Excerpts of labeled region data:
⁂

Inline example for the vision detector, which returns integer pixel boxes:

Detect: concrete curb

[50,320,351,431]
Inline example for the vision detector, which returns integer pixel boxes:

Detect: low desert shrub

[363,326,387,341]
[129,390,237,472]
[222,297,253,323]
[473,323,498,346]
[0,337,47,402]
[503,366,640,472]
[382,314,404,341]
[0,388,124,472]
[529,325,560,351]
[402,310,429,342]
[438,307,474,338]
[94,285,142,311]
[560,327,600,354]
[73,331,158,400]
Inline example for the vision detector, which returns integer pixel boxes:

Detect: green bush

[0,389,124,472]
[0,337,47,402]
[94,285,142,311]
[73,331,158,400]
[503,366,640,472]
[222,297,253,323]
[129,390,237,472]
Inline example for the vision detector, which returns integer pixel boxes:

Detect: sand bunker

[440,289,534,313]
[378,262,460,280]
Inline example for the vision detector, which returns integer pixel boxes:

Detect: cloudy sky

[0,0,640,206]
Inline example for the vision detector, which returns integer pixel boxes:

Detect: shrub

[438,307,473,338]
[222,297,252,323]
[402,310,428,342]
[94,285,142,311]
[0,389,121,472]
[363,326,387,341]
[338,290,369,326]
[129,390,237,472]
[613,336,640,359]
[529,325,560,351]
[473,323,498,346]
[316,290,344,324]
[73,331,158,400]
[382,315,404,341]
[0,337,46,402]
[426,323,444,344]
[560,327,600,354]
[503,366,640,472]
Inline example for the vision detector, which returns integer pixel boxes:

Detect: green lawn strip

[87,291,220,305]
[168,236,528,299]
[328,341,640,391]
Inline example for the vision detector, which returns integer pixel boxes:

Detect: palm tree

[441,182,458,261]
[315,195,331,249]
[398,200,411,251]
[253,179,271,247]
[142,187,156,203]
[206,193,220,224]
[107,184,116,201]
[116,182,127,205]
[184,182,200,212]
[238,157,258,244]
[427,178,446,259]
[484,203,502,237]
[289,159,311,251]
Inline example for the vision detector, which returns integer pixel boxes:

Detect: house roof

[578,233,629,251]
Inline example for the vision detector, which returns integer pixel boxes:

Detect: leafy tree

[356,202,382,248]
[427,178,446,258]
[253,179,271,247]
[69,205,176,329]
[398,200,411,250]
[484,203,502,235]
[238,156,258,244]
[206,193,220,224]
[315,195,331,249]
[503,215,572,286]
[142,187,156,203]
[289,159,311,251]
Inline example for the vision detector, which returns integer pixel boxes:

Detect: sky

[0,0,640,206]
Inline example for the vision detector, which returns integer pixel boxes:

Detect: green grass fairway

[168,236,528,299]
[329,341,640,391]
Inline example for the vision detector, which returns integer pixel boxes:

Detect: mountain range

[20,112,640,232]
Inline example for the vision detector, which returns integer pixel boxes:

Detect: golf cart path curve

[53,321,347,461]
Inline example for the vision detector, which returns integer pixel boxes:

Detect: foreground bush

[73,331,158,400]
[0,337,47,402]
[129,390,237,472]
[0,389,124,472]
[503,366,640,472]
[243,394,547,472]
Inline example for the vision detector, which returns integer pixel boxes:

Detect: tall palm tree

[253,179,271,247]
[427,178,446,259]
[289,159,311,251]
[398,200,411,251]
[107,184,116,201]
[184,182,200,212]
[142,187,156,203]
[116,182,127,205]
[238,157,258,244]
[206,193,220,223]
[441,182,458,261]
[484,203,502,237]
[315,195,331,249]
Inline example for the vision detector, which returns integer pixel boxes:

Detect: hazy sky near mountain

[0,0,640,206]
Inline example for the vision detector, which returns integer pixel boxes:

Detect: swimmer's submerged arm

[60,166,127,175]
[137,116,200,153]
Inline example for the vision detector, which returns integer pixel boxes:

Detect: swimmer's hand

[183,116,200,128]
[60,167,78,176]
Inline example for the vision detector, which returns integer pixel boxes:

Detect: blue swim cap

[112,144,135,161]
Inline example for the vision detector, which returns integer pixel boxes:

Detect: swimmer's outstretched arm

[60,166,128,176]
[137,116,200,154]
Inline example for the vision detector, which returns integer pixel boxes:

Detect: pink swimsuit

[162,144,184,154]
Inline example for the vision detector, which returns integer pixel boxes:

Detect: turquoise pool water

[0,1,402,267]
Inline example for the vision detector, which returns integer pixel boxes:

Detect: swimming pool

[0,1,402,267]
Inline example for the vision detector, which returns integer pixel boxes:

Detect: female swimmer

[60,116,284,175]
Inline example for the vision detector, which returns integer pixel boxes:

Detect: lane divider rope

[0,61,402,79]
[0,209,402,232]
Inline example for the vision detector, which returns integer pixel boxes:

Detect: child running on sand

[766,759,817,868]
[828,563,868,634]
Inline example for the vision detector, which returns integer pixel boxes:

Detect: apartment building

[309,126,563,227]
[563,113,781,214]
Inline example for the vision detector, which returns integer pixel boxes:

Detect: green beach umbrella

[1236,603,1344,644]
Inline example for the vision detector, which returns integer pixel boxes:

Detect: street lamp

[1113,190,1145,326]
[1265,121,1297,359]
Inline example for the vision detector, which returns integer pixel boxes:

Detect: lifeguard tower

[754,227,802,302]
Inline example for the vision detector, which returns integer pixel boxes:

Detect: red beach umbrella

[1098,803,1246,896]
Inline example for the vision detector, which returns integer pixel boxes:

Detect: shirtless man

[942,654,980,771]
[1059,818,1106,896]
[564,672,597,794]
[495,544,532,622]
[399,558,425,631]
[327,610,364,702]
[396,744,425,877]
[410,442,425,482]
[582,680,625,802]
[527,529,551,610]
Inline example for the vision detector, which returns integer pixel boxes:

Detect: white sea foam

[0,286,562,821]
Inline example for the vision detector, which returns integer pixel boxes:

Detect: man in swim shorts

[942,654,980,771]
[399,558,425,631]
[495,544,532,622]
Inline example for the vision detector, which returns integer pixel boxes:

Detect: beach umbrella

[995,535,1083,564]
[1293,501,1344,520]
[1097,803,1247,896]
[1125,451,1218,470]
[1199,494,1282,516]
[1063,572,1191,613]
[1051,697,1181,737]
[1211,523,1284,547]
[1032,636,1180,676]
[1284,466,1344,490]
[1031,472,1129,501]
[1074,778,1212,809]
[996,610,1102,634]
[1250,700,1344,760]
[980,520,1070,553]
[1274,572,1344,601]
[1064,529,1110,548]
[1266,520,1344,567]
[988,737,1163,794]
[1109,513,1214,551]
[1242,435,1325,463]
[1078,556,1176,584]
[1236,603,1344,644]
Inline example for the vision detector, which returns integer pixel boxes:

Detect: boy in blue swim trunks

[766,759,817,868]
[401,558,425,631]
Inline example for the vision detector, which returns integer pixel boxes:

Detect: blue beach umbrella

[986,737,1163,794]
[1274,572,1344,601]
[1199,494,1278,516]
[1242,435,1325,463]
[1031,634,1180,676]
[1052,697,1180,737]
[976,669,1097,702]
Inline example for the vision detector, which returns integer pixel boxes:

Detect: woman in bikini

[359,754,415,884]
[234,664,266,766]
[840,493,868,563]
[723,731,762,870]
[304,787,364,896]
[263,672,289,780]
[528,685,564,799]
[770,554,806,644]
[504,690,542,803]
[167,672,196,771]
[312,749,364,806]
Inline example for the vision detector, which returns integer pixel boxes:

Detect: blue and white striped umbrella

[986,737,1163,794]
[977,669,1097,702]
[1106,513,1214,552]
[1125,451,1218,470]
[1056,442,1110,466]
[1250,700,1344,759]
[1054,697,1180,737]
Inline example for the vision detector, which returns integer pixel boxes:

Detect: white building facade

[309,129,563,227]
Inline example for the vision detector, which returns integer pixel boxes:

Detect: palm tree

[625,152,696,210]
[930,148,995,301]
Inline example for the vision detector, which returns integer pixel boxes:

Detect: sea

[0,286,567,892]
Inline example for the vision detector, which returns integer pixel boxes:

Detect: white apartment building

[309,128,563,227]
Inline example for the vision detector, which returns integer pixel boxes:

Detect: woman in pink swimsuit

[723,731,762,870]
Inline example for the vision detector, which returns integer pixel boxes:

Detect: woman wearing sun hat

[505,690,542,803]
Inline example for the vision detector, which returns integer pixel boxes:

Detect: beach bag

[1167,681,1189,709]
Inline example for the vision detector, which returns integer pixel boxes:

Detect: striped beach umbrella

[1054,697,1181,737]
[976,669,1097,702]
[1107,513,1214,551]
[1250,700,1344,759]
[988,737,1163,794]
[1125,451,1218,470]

⁂

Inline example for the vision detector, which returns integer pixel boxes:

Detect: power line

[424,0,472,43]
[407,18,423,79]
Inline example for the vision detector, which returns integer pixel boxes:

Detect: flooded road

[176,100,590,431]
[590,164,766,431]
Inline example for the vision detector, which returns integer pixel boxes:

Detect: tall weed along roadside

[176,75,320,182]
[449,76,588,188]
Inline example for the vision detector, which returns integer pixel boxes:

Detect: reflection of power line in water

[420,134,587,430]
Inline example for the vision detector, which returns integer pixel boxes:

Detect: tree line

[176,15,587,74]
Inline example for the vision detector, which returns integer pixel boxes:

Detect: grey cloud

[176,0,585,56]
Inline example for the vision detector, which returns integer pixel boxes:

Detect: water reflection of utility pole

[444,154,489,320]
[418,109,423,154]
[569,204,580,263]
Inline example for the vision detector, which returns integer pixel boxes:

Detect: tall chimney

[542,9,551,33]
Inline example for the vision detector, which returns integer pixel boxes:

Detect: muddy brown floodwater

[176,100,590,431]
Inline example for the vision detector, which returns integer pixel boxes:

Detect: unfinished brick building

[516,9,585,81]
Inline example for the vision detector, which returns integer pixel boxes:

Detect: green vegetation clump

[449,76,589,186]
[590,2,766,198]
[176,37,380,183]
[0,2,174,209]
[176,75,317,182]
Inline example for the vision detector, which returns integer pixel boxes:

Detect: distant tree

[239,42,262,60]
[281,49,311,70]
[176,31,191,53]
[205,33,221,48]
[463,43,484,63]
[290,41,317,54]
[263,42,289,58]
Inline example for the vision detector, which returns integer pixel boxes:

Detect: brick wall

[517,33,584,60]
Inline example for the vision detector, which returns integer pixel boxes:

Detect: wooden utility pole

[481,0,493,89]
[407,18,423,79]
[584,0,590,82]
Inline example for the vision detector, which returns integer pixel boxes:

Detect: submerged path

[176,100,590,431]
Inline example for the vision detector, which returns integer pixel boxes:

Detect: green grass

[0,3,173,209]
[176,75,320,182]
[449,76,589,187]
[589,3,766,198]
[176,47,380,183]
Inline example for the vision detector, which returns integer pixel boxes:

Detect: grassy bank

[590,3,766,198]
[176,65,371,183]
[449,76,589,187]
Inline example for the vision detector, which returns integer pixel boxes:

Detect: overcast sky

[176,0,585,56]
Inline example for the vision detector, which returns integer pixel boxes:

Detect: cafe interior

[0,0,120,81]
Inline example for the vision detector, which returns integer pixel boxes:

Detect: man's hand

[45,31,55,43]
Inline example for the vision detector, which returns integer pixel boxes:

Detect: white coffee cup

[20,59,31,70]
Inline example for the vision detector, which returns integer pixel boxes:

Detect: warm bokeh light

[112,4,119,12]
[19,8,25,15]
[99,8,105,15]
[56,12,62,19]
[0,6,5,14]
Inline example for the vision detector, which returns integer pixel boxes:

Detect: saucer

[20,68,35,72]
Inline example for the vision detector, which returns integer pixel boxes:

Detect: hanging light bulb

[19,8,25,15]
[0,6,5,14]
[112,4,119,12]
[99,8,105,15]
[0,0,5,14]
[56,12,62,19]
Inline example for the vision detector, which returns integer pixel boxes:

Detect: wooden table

⁂

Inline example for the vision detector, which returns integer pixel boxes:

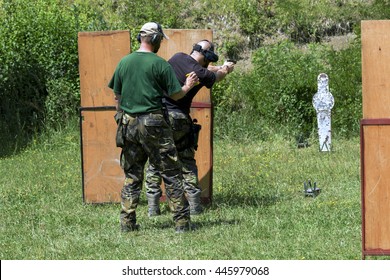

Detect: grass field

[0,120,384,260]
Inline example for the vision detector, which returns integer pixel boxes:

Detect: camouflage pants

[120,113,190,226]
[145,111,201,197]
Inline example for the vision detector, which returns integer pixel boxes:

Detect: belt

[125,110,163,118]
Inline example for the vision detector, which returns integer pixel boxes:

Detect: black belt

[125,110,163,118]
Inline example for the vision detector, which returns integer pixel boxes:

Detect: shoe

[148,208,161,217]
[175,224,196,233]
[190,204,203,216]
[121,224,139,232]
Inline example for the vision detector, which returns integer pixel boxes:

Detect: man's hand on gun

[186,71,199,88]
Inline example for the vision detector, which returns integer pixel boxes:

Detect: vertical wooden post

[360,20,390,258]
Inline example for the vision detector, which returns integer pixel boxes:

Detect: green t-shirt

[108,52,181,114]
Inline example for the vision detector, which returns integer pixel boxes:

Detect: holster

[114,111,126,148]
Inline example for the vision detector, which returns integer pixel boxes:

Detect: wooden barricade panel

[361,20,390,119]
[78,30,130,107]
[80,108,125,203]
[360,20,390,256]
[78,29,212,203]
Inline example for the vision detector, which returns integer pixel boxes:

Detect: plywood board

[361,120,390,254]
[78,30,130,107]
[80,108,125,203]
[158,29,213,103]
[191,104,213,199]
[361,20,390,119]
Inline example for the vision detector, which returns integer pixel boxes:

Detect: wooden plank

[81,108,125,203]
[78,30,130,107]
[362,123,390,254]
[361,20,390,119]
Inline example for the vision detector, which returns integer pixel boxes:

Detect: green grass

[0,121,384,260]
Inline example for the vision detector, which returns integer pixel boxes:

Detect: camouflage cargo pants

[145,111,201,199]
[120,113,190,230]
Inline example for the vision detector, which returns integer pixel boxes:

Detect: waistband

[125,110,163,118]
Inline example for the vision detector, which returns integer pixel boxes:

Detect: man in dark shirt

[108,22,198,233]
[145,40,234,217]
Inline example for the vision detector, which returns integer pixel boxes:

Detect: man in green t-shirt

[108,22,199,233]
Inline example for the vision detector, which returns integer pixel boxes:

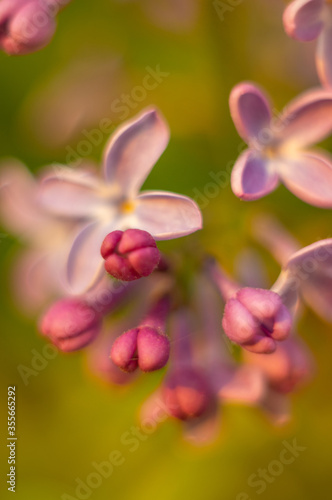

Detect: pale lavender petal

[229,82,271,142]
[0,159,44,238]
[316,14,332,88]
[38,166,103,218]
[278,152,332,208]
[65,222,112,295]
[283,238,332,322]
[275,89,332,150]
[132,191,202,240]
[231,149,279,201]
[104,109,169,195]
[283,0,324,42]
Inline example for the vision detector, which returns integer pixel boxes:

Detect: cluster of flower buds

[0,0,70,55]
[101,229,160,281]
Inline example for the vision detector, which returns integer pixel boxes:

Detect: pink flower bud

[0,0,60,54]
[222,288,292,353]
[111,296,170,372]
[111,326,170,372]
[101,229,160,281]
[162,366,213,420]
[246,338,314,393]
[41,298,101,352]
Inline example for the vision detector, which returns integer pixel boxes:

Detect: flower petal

⁂

TASK TO CARRY OUT => Locate each line above that contains the word "pool" and reproduce every such line in full.

SOLUTION TO THE PROBLEM =>
Detect: turquoise pool water
Detect: swimming pool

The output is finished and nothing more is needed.